Use caching strategically: Caching OpenClaw API calls prevents redundant requests to AI models. Implement response caching for deterministic queries that don't change frequently.
Choose the right model for the task: You don't always need the most powerful model. For simple classification or routing tasks, use faster, cheaper models. Reserve premium models for complex reasoning tasks.
Batch similar requests: When processing multiple items, batch them into a single API call when possible. This reduces overhead and often costs less than individual requests.
How Do You Configure OpenClaw's Docker Sandbox for Security?
Configuring OpenClaw's Docker sandbox correctly is essential for secure operation. The sandbox provides defense-in-depth by isolating potentially dangerous operations.
Enabling Sandbox Mode
Set the OPENCLAW_SANDBOX environment variable to enable sandboxing:
export OPENCLAW_SANDBOX=1
You can also configure this in your ~/.openclaw/openclaw.json file:
{
"agents": {
"defaults": {
"sandbox": {
"enabled": true,
"docker": {
"network": "none",
"workspace": "ro"

• Record excerpts
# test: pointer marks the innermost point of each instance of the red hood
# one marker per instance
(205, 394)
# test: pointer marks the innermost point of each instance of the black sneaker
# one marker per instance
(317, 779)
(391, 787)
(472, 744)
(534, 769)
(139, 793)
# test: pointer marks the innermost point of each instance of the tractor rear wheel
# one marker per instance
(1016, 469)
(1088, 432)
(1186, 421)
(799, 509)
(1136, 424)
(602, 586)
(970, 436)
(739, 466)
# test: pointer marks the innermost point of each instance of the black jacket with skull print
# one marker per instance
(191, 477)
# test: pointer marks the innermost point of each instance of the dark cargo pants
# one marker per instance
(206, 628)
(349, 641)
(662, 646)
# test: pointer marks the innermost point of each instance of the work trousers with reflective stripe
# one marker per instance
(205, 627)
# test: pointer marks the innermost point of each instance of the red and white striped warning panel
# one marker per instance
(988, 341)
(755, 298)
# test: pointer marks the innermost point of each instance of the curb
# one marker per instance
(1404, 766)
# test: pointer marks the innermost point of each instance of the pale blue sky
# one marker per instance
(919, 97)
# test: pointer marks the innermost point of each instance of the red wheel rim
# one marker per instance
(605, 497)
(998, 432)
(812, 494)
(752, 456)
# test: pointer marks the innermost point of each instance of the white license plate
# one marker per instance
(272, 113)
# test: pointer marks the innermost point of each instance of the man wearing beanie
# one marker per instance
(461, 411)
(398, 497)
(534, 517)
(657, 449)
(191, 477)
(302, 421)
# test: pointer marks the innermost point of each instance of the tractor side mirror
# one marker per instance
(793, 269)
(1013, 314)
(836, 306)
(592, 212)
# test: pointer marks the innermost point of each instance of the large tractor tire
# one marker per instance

• Work item
Please write the OpenClaw text again from "Use caching strategically: Caching" through "don't change frequently.", switching "redundant" to "duplicate".

• Answer area
Use caching strategically: Caching OpenClaw API calls prevents duplicate requests to AI models. Implement response caching for deterministic queries that don't change frequently.